(GIVEN DATA)
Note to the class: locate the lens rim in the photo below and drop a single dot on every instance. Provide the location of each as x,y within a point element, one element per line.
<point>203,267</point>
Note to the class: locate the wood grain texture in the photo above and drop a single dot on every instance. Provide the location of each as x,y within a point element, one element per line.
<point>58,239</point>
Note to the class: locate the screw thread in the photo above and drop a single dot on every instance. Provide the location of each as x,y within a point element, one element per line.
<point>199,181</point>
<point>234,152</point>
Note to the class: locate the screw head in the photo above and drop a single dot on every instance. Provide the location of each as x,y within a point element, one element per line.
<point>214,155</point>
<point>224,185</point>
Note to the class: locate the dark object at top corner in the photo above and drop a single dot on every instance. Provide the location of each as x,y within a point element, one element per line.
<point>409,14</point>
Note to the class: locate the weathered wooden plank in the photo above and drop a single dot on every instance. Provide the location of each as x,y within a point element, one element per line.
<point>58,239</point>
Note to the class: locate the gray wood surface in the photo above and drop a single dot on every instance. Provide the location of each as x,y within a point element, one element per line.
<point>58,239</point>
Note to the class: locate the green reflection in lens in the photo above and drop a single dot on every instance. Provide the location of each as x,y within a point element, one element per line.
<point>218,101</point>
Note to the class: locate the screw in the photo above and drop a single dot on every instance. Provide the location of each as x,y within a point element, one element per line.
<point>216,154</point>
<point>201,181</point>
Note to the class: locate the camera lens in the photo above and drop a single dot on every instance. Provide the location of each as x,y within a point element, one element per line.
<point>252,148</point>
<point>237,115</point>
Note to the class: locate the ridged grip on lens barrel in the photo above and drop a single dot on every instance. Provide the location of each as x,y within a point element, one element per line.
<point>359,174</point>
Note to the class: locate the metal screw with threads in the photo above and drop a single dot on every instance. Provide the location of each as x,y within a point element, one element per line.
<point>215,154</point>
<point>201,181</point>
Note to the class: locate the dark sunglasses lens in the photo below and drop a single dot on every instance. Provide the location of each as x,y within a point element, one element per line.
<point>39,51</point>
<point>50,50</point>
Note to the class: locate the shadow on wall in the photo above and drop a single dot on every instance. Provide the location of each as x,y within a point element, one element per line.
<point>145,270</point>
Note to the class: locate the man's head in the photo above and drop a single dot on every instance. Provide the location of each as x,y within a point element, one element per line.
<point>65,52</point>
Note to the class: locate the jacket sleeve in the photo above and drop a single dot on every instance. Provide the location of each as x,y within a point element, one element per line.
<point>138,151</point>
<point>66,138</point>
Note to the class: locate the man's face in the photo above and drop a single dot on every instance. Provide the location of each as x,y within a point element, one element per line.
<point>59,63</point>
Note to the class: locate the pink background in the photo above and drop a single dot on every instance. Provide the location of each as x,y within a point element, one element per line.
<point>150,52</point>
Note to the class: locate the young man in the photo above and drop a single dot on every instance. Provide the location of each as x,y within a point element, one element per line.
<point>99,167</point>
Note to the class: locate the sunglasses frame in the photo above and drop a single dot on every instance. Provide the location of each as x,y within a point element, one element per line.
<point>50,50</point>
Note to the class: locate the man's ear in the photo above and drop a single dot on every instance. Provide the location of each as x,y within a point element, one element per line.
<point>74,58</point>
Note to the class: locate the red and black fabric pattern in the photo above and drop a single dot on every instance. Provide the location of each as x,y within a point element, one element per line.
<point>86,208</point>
(End GIVEN DATA)
The whole block of entries above should be repeated exactly.

Note to the class: locate the lens rim in the photo below and drop a single dot on every instance. Provide the location of each as x,y within a point element, one element per line.
<point>203,267</point>
Note to the class: locate the wood grain texture in the photo above and drop a single dot on every instance. Provide the location of each as x,y within a point element, one element per line.
<point>58,239</point>
Note to the class: locate the screw thread in the photo above and drop a single dot on every instance. Provide the location of each as x,y within a point element, one element per line.
<point>199,181</point>
<point>234,152</point>
Note to the class: locate the screw head in the photo above and drop a single dot on every instance. Provide the location of each as x,y within a point element, one element per line.
<point>214,155</point>
<point>224,185</point>
Note to the class: locate the dark object at top corner in the photo above and drop a single dot on every instance. Provide the location of each as x,y within a point element, one element per line.
<point>409,14</point>
Note to the class: locate the weathered wooden plank in the photo above and drop a single dot on every instance. Provide the location of each as x,y within a point element, one element per line.
<point>58,239</point>
Note to the class: locate the gray wood surface in the photo above and drop a single dot on every instance. Provide the location of each as x,y within a point element, one element per line.
<point>58,239</point>
Note to the class: locate the green reflection in lens in the photo above and drop a single dot on every instance. Provide the location of each as x,y within a point element, one element per line.
<point>218,101</point>
Note to the class: locate the screw in the photo above and drop a single dot on every instance. Provide the location of each as x,y within a point element, one element per line.
<point>216,154</point>
<point>201,181</point>
Note to the class: locate the camera lens in the photo above and drop a single dot on every instance. Provide the location of each as x,y within a point element, one element per line.
<point>252,148</point>
<point>237,115</point>
Note to the class: locate the ridged grip on lens barrel in the photo above and drop a single dot on every instance. Provide the location of each as x,y within a point element, one element per line.
<point>359,174</point>
Note to the class: locate the metal screw with threads in the photo above and drop a single dot on every instance. Provide the location of each as x,y within a point element, one element per line.
<point>215,154</point>
<point>201,181</point>
Note to the class: locate the dark sunglasses lens in the photo below and drop a single dot on every instance. Provide the location of each as x,y within a point element, one element per line.
<point>39,51</point>
<point>50,50</point>
Note to the class: locate the shadow on wall in the photo above and drop a single dot on every instance. Provide the location of each as x,y within a point element, one element per line.
<point>145,270</point>
Note to the class: locate the man's head in the photo above and drop a single dot on every instance. Provide the location of each as x,y within a point element, one element per line.
<point>65,52</point>
Note to the class: locate the jacket sleeve in the photo above and drop a single dot on every instance. Provide the location of each as x,y within a point element, one element per line.
<point>138,151</point>
<point>66,138</point>
Note to the class: locate the man's face in the photo above and drop a single dot on every instance. Provide the location of each as x,y within a point element, one element per line.
<point>59,63</point>
Note to the class: locate the pink background in the photo above and drop a single dot on every instance. Provide the location of each as x,y within a point element, one element per line.
<point>150,52</point>
Note to the class: locate the young man in the photo above and drop a single dot on every instance. Provide the location of each as x,y within a point element, one element per line.
<point>99,167</point>
Note to the class: locate the sunglasses frame in the photo above and drop a single dot on every instance. Provide the location of each as x,y within a point element, one element per line.
<point>50,50</point>
Note to the class: locate the man's ear in the photo above and drop a single dot on every instance. Provide the location of each as x,y within a point element, one element per line.
<point>74,58</point>
Note to the class: locate the red and black fabric pattern in the photo above and drop a single dot on every instance. Provide the location of each as x,y within a point element, one element per line.
<point>86,208</point>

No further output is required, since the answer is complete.